Daniel Iffla-Osiris, destin d'un homme de bien
C’est le journal de l’Institut Curie qui m’a fait découvrir le destin hors du commun de Daniel Iffla, généreux mécène à l’origine de la fondation de l’Institut du Radium. Une trajectoire de vie exceptionnelle, comme il en existait aux temps de la Révolution Industrielle et des bâtisseurs de grandes fortunes financières …
Daniel Iffla (1825 – 1907) est né à Bordeaux dans une famille pauvre sépharade. Il monte à Paris, étudie brièvement au lycée Turgot puis se fait engager comme grouillot chez l'agent de change Moreau. Il se lie bientôt avec les financiers juifs de la capitale – Milliaud, Mirès, Solar, Péreire. Il se montre très individualiste et reste prudent, ne se laisse pas embringuer dans des opérations spectaculaires qui, pour certaines, tournent mal, pratique des investissements judicieux, en particulier dans les chemins de fer espagnols.

--------------------------------

■ Consigne 1 ■
Dans le texte sur Daniel Iffla, recopiez le passage de « Daniel Iffla-Osiris, destin » à « de fer espagnols. » en substituant « Marseille » à « Bordeaux ».
■ Consigne 2 ■
Les affirmations suivantes sont-elles conformes au texte sur Daniel Iffla ? (a) Daniel Iffla est issu d'une famille aisée. (b) Il a fait des placements dans les chemins de fer espagnols. (c) Il a suivi une longue scolarité au lycée Turgot. Répondez par oui ou par non, en citant à chaque fois les mots décisifs du texte.

--------------------------------

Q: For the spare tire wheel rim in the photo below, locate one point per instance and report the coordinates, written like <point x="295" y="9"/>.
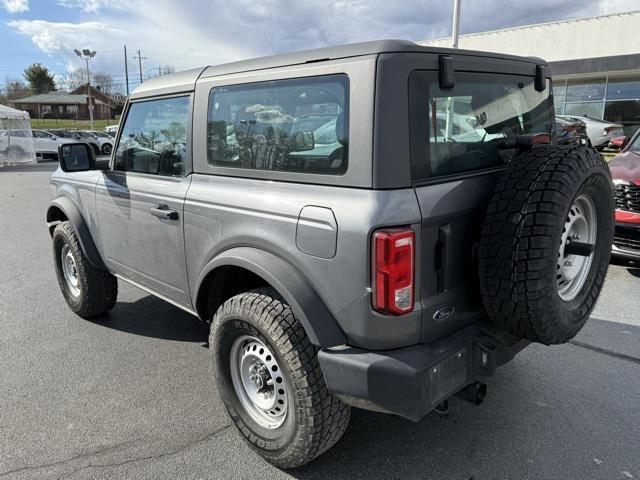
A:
<point x="258" y="382"/>
<point x="580" y="226"/>
<point x="70" y="270"/>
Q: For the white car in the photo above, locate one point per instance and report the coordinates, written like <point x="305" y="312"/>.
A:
<point x="47" y="144"/>
<point x="600" y="132"/>
<point x="16" y="146"/>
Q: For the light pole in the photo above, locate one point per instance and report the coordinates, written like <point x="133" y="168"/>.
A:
<point x="88" y="54"/>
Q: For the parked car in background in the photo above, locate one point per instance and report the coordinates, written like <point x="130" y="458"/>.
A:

--------------------------------

■ Réponse finale 1 ■
Daniel Iffla-Osiris, destin d'un homme de bien
C’est le journal de l’Institut Curie qui m’a fait découvrir le destin hors du commun de Daniel Iffla, généreux mécène à l’origine de la fondation de l’Institut du Radium. Une trajectoire de vie exceptionnelle, comme il en existait aux temps de la Révolution Industrielle et des bâtisseurs de grandes fortunes financières …
Daniel Iffla (1825 – 1907) est né à Marseille dans une famille pauvre sépharade. Il monte à Paris, étudie brièvement au lycée Turgot puis se fait engager comme grouillot chez l'agent de change Moreau. Il se lie bientôt avec les financiers juifs de la capitale – Milliaud, Mirès, Solar, Péreire. Il se montre très individualiste et reste prudent, ne se laisse pas embringuer dans des opérations spectaculaires qui, pour certaines, tournent mal, pratique des investissements judicieux, en particulier dans les chemins de fer espagnols.

■ Réponse finale 2 ■
(a) Non : « né à Bordeaux dans une famille pauvre sépharade ».
(b) Oui : « pratique des investissements judicieux, en particulier dans les chemins de fer espagnols ».
(c) Non : « étudie brièvement au lycée Turgot ».